## Rows

_ _ _ _ _

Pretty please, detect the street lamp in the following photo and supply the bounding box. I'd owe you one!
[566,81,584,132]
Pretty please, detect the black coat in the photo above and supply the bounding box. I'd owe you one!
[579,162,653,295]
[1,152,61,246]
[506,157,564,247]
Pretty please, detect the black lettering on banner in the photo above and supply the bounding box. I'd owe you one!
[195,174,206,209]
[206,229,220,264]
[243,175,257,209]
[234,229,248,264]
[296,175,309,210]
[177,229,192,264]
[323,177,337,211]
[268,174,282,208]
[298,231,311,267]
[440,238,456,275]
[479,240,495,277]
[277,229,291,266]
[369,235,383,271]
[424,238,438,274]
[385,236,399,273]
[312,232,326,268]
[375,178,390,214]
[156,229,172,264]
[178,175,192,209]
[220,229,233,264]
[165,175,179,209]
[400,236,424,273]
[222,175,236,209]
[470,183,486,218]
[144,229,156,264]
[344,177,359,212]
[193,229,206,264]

_ _ _ _ _

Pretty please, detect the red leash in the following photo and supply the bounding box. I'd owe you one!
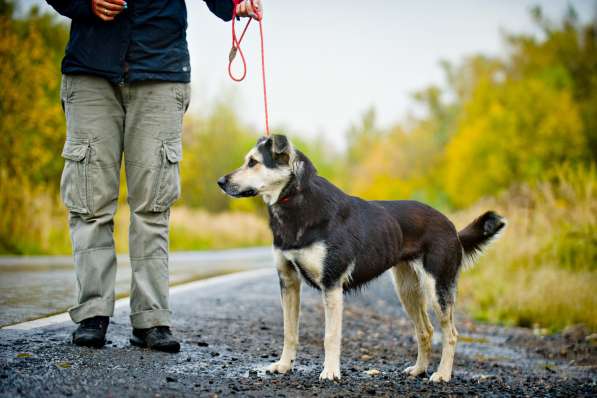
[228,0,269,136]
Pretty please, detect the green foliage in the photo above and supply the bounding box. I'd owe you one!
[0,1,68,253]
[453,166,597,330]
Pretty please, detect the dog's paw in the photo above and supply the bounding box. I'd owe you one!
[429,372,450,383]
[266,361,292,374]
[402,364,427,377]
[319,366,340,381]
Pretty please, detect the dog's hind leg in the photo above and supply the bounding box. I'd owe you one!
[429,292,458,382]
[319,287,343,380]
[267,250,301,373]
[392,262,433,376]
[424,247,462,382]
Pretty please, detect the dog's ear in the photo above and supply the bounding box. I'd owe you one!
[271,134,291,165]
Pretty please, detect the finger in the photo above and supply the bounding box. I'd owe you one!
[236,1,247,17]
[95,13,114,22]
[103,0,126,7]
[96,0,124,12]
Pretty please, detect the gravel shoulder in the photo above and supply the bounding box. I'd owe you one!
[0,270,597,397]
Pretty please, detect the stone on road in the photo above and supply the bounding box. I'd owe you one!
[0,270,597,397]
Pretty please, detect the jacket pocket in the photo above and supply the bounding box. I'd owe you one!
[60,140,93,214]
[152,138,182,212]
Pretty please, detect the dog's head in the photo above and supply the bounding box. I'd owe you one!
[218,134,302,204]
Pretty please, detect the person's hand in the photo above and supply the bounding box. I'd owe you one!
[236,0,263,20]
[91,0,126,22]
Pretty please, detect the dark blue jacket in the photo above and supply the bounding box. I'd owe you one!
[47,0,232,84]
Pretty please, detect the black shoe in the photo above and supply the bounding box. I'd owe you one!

_ _ _ _ _

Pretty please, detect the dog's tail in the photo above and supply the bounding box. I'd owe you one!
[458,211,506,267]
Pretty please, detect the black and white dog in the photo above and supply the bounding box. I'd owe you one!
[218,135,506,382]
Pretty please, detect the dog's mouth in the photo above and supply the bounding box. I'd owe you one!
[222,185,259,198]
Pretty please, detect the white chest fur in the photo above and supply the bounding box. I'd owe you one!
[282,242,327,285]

_ _ _ _ _

## Goal of the exercise
Please copy the part of the listing above that opens with the line containing "Pretty please, detect the finger" and closes with the line containing "Pretty please, detect the black shoe", both lines included, reproducing each line verbatim.

## In response
Pretty please, detect the finger in the photo above and supply the bounding box. I'd owe you one!
[236,1,247,17]
[95,13,114,22]
[103,0,126,7]
[96,0,124,12]
Pretty please, detect the gravel shoulder in the photo above and supply the bounding box. I'd owe you one!
[0,270,597,397]
Pretty please, detect the stone on road in the photo above and supply the bounding box. I'd owe you one!
[0,270,597,397]
Pretty please, detect the jacket pocket in the photo above and supply the bounding box. I'd owe you one!
[60,140,93,214]
[152,138,182,212]
Pretty please, detect the dog's head in the photo above and supply the bounding box. I'd owe you one!
[218,134,302,204]
Pretty please, detect the person's hand in the photo above and supply the bounding box. I'd owe you one!
[236,0,263,20]
[91,0,126,22]
Pretty please, detect the dark blue jacket in the photo above and supply the bounding box. I'd owe you one!
[47,0,232,84]
Pretty please, detect the black shoe in the photo above and supply the bounding box. I'd owe you one!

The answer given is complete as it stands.